◆ PROBLEM TO SOLVE:
Change "rough mask" to "coarse mask" throughout all of the records below and give them again with everything else unchanged. Leave the pictures out of your answer.

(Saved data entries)

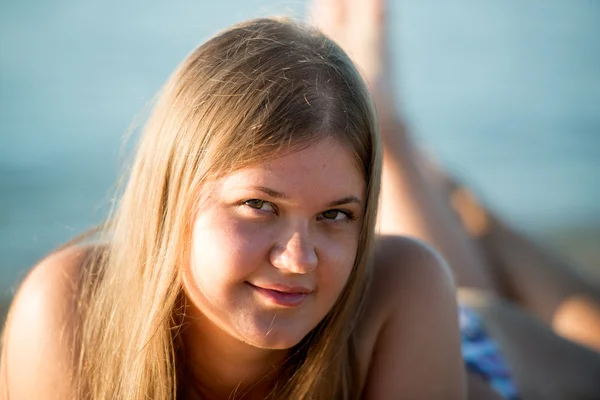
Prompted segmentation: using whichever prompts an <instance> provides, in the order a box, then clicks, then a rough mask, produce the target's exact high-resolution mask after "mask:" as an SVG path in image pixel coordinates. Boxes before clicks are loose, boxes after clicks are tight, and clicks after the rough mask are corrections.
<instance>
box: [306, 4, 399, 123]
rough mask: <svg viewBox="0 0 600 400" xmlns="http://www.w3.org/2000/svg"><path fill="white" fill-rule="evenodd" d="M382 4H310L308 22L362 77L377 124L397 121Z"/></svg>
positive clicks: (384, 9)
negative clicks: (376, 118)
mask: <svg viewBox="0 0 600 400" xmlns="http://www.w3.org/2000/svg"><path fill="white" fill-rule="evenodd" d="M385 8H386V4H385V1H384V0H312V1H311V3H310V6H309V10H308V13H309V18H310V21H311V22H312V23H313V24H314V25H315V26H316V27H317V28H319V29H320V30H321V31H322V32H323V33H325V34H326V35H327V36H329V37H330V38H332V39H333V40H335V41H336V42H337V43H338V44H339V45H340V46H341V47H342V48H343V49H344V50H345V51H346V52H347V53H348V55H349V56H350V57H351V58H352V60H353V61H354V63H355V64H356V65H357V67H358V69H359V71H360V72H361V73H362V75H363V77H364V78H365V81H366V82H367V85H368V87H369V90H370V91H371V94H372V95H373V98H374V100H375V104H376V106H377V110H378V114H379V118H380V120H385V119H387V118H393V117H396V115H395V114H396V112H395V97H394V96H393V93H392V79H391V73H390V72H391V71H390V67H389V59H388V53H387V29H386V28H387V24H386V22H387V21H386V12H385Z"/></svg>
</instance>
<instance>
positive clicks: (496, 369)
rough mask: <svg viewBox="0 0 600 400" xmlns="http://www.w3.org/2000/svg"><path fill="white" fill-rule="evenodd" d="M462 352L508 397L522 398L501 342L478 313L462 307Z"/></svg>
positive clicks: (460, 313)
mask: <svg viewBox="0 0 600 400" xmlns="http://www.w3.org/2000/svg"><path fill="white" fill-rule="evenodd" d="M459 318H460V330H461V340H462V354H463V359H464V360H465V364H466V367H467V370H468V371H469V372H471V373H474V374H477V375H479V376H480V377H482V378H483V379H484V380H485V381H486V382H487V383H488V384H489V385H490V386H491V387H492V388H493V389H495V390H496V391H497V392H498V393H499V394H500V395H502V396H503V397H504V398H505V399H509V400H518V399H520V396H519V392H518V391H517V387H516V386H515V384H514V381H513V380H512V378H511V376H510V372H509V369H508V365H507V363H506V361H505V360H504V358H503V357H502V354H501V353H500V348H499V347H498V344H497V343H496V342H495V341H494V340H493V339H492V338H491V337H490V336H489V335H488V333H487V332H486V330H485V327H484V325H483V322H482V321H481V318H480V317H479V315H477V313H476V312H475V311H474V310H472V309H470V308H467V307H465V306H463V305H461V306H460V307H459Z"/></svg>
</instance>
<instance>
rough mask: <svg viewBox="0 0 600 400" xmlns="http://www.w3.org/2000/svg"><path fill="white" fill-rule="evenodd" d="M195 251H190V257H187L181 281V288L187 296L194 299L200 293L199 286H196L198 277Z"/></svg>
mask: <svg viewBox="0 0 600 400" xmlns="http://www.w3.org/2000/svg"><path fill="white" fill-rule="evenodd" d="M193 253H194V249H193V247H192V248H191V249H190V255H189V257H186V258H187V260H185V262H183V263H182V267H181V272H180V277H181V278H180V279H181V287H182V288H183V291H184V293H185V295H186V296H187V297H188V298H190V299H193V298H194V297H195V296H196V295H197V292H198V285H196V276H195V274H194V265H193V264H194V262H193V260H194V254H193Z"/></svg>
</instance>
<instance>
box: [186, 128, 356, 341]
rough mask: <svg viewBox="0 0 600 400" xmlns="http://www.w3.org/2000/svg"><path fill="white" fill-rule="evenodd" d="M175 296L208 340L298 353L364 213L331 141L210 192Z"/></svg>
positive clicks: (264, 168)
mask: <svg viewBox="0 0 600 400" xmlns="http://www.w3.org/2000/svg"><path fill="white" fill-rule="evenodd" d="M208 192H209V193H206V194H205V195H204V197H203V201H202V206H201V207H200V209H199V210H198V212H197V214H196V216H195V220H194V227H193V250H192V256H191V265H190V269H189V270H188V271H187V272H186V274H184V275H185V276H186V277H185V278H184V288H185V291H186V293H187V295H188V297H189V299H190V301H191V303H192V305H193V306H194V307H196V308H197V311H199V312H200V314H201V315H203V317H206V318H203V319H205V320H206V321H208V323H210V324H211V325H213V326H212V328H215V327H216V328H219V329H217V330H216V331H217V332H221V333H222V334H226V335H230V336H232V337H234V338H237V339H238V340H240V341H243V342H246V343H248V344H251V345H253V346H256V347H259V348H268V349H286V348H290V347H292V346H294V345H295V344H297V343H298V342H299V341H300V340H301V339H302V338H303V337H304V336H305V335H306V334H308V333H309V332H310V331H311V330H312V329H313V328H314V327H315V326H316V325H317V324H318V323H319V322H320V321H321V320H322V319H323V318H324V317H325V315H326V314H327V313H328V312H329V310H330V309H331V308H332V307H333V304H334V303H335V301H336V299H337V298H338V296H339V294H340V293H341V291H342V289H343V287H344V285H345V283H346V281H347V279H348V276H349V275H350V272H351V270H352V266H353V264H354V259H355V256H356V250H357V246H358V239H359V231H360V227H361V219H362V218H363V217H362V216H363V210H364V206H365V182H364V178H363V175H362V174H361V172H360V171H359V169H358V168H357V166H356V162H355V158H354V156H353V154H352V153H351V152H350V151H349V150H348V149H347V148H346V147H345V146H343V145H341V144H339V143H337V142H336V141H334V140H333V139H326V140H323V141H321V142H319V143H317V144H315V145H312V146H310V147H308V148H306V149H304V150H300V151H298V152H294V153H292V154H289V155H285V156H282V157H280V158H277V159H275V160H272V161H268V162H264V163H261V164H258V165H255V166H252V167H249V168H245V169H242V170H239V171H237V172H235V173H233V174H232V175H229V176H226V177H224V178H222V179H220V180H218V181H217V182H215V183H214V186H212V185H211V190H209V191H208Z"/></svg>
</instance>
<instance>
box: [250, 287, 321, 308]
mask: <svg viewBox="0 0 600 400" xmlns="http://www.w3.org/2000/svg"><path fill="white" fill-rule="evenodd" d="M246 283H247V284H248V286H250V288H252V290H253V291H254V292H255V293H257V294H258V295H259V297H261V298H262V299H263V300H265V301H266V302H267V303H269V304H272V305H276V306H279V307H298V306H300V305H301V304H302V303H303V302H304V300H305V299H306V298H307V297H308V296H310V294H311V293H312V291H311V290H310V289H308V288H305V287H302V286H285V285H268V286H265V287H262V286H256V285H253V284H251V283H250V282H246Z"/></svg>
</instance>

◆ SOLUTION TO THE EXERCISE:
Prompted segmentation: using whichever prompts an <instance> provides, in the order a box, then clicks, then a coarse mask, produce the target's exact high-resolution mask after "mask:" as an SVG path in image pixel coordinates. Boxes before clicks are loose, boxes after clicks are tight, and clicks after the coarse mask are corrections.
<instance>
box: [306, 4, 399, 123]
coarse mask: <svg viewBox="0 0 600 400" xmlns="http://www.w3.org/2000/svg"><path fill="white" fill-rule="evenodd" d="M382 4H310L308 22L362 77L377 124L397 121Z"/></svg>
positive clicks: (384, 9)
negative clicks: (376, 118)
mask: <svg viewBox="0 0 600 400" xmlns="http://www.w3.org/2000/svg"><path fill="white" fill-rule="evenodd" d="M385 8H386V4H385V1H384V0H312V1H311V3H310V6H309V10H308V13H309V18H310V21H311V22H312V23H313V24H314V25H315V26H316V27H317V28H319V29H320V30H321V31H322V32H323V33H325V34H326V35H327V36H329V37H330V38H332V39H333V40H335V41H336V42H337V43H338V44H339V45H340V46H341V47H342V48H343V49H344V50H345V51H346V52H347V53H348V55H349V56H350V57H351V58H352V60H353V61H354V63H355V64H356V65H357V67H358V69H359V71H360V72H361V73H362V75H363V77H364V78H365V81H366V82H367V85H368V87H369V90H370V91H371V94H372V95H373V98H374V100H375V104H376V106H377V110H378V114H379V118H380V120H385V119H387V118H393V117H396V115H395V114H396V112H395V97H394V96H393V93H392V79H391V73H390V72H391V71H390V67H389V59H388V53H387V29H386V28H387V24H386V22H387V21H386V12H385Z"/></svg>
</instance>
<instance>
positive clicks: (496, 369)
coarse mask: <svg viewBox="0 0 600 400" xmlns="http://www.w3.org/2000/svg"><path fill="white" fill-rule="evenodd" d="M462 352L508 397L522 398L501 342L478 313L462 307Z"/></svg>
positive clicks: (460, 313)
mask: <svg viewBox="0 0 600 400" xmlns="http://www.w3.org/2000/svg"><path fill="white" fill-rule="evenodd" d="M459 318H460V330H461V340H462V354H463V359H464V360H465V364H466V367H467V370H468V371H469V372H471V373H474V374H477V375H479V376H480V377H482V378H483V379H484V380H485V381H486V382H487V383H488V384H489V385H490V386H491V387H492V388H493V389H495V390H496V391H497V392H498V393H499V394H500V395H502V396H503V397H504V398H505V399H509V400H518V399H520V396H519V392H518V391H517V387H516V386H515V384H514V381H513V380H512V378H511V376H510V372H509V369H508V365H507V363H506V361H505V360H504V358H503V357H502V354H501V353H500V348H499V347H498V344H497V343H496V342H495V341H494V340H493V339H492V338H491V337H490V336H489V335H488V333H487V332H486V330H485V327H484V325H483V322H482V321H481V318H480V317H479V315H477V313H476V312H475V311H474V310H472V309H470V308H467V307H465V306H463V305H461V306H460V307H459Z"/></svg>
</instance>
<instance>
coarse mask: <svg viewBox="0 0 600 400" xmlns="http://www.w3.org/2000/svg"><path fill="white" fill-rule="evenodd" d="M195 251H190V257H187L181 281V288L187 296L194 299L200 293L199 286H196L198 277Z"/></svg>
mask: <svg viewBox="0 0 600 400" xmlns="http://www.w3.org/2000/svg"><path fill="white" fill-rule="evenodd" d="M193 253H194V249H193V247H192V248H191V249H190V255H189V257H186V258H187V260H185V262H183V263H182V267H181V272H180V277H181V278H180V279H181V287H182V288H183V291H184V293H185V295H186V296H187V297H188V298H190V299H193V298H194V297H195V296H196V295H197V292H198V285H196V276H195V274H194V265H193V264H194V262H193V260H194V254H193Z"/></svg>
</instance>
<instance>
box: [186, 128, 356, 341]
coarse mask: <svg viewBox="0 0 600 400" xmlns="http://www.w3.org/2000/svg"><path fill="white" fill-rule="evenodd" d="M175 296L208 340L298 353L364 213L331 141L210 192Z"/></svg>
positive clicks: (264, 168)
mask: <svg viewBox="0 0 600 400" xmlns="http://www.w3.org/2000/svg"><path fill="white" fill-rule="evenodd" d="M208 192H209V193H206V194H205V195H204V197H203V201H202V206H201V207H200V209H199V210H198V212H197V214H196V216H195V220H194V227H193V250H192V256H191V265H190V269H189V270H188V271H187V272H186V274H184V275H185V276H186V277H185V278H184V288H185V291H186V293H187V295H188V297H189V299H190V301H191V303H192V305H193V306H194V307H196V308H197V311H199V312H200V314H201V315H203V317H206V318H203V319H205V320H206V321H208V323H210V324H211V325H213V326H212V328H215V327H216V328H219V329H217V330H216V331H217V332H221V333H222V334H226V335H230V336H232V337H234V338H237V339H238V340H240V341H243V342H246V343H248V344H251V345H253V346H256V347H259V348H268V349H286V348H290V347H292V346H294V345H295V344H297V343H298V342H299V341H300V340H301V339H302V338H303V337H304V336H305V335H306V334H308V333H309V332H310V331H311V330H312V329H313V328H314V327H315V326H316V325H317V324H318V323H319V322H320V321H321V320H322V319H323V318H324V317H325V315H326V314H327V313H328V312H329V310H330V309H331V308H332V307H333V304H334V303H335V301H336V299H337V298H338V296H339V294H340V293H341V291H342V289H343V287H344V285H345V283H346V281H347V279H348V276H349V275H350V272H351V270H352V266H353V264H354V259H355V256H356V250H357V246H358V239H359V231H360V227H361V219H362V218H363V217H362V216H363V210H364V206H365V182H364V178H363V175H362V174H361V172H360V171H359V169H358V168H357V166H356V162H355V158H354V156H353V154H352V153H351V152H350V151H349V150H348V149H347V148H346V147H345V146H343V145H341V144H339V143H337V142H336V141H334V140H333V139H326V140H323V141H321V142H319V143H317V144H315V145H312V146H310V147H308V148H306V149H304V150H300V151H298V152H294V153H292V154H289V155H285V156H282V157H280V158H277V159H275V160H272V161H268V162H264V163H261V164H258V165H255V166H252V167H249V168H245V169H242V170H239V171H237V172H235V173H233V174H232V175H229V176H226V177H224V178H222V179H220V180H218V181H217V182H215V183H214V186H212V185H211V190H209V191H208Z"/></svg>
</instance>
<instance>
box: [250, 287, 321, 308]
mask: <svg viewBox="0 0 600 400" xmlns="http://www.w3.org/2000/svg"><path fill="white" fill-rule="evenodd" d="M246 283H247V284H248V286H250V288H252V290H253V291H254V292H255V293H257V294H258V295H259V297H261V298H262V299H263V300H265V301H266V302H267V303H269V304H272V305H276V306H279V307H298V306H300V305H301V304H302V303H303V302H304V300H305V299H306V298H307V297H308V296H310V294H311V293H312V291H311V290H310V289H308V288H305V287H302V286H285V285H268V286H265V287H262V286H256V285H253V284H251V283H250V282H246Z"/></svg>
</instance>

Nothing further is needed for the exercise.